▶ GIVEN PROBLEM
Copy every record below word for word, but leave the pictures out of your answer.

** begin EXTRACTED ENTRIES **

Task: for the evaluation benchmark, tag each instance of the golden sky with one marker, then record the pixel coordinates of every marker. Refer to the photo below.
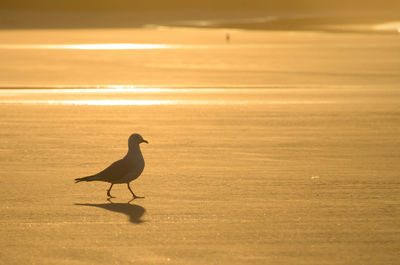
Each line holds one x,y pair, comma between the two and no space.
134,5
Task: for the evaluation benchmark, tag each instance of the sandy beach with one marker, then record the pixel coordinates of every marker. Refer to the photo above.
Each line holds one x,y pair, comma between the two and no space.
290,157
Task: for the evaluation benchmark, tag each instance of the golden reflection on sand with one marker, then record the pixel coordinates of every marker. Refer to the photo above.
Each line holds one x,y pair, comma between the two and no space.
95,46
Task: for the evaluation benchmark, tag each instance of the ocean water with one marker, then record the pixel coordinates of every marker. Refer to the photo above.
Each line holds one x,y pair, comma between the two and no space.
275,148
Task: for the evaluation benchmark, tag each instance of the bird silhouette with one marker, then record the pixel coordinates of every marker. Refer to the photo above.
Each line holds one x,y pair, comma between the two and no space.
124,170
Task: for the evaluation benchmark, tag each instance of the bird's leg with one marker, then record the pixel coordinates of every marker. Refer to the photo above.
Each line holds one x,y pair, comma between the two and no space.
134,196
108,191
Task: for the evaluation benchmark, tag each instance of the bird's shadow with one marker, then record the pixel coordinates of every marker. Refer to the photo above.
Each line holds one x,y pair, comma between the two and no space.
133,211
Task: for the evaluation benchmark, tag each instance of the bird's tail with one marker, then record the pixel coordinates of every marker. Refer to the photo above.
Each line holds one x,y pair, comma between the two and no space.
89,178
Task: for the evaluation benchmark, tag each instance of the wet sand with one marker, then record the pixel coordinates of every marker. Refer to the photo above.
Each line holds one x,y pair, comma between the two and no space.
282,148
224,184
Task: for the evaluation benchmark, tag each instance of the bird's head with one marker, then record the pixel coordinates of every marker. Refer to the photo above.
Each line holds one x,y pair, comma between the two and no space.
136,139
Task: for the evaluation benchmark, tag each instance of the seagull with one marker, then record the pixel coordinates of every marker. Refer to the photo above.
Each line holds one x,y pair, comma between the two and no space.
124,170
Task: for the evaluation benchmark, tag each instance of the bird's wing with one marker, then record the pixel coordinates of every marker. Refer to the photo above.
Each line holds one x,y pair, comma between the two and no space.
115,171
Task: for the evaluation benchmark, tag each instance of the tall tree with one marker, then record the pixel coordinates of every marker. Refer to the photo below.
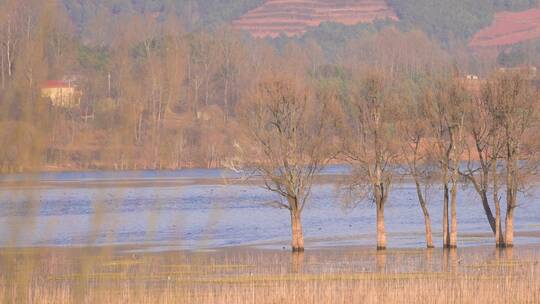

** end EXTRACTED ENTRIES **

▶ EXPECTED OUTPUT
Task: for the evaluation benchmark, tag each instance of the golden sky with one marker, then record the pixel coordinates of every marker. Refer to the photo below.
Each line holds one x,y pair, comma between the two and no space.
134,5
Task: for the evaluation benchmark, tag each instance of the sandy beach with one marker, then record the pixel coordinates of every marker. Refer to the photo above.
Each line holds one x,y pair, comma between the two and no space.
290,157
Task: for the evaluation benchmark, tag each instance of the golden reflection on sand with one marker, then record the pixel coordinates of every marker. Refer to the photo above.
Each line holds one x,y pair, comma between the two and no space.
95,46
Task: for the evaluation benchmark, tag each instance of the ocean water with one marker, then record the pixel coordinates of every marker. Refer to the photo above.
Each line holds one x,y pair, comma between the two and no space.
275,148
Task: for the evaluation benchmark, tag each instance of the bird silhouette with one marker, then record the pixel coordinates of every marker. Refer to the photo above.
Each line holds one x,y pair, comma between the two and no space.
124,170
Task: for the evaluation benchmark, tag each instance of the bird's leg with one marker, then record the pixel coordinates of every marker. Refer to the photo above.
Each line holds one x,y pair, comma between the two and no space.
134,196
108,191
Task: for the evaluation benchmark, tag each instance of the bird's shadow with one marker, then record the pixel coordinates of every marker. Refer to the photo above.
Each line holds one x,y pair, comma between the two and no space.
133,211
Task: for the evaluation benchmark, tag each instance of the bird's tail with one marker, then record the pixel coordinates of every marker. Refer to the photo above.
Each line holds one x,y pair, comma between the two and no space.
89,178
Task: for the evaluation benchmark, tag each instance of the wet sand with one marker, then record the pixel coordinates of every marker. Refer to the photo above.
Each line holds one x,y pair, comma between the two and no space.
282,148
224,184
Task: for the evaluation benchmark, tag each instance of the bird's head with one marker, then record the pixel coordinates of every marker. Refer to the photo above.
Each line holds one x,y pair, comma between the two and no space.
136,139
Task: for the evaluation benchmark, tag each instance of the seagull with one marker, then record the pixel coordinates of every marker. Refer to the photo above.
Each line holds one x,y pair, comma between the two and no space.
124,170
Task: for the evaluation benchmark, tag each instance of the bird's wing with one marker, then record the pixel coordinates of every marker. Refer to the photo above.
Each line holds one x,y pair, comma between the two and no space.
115,171
Task: for the evaluation benchmark, tag each instance of the tall tree with one marker, then record the pixel coordinates of every marker. Refer to the photo below.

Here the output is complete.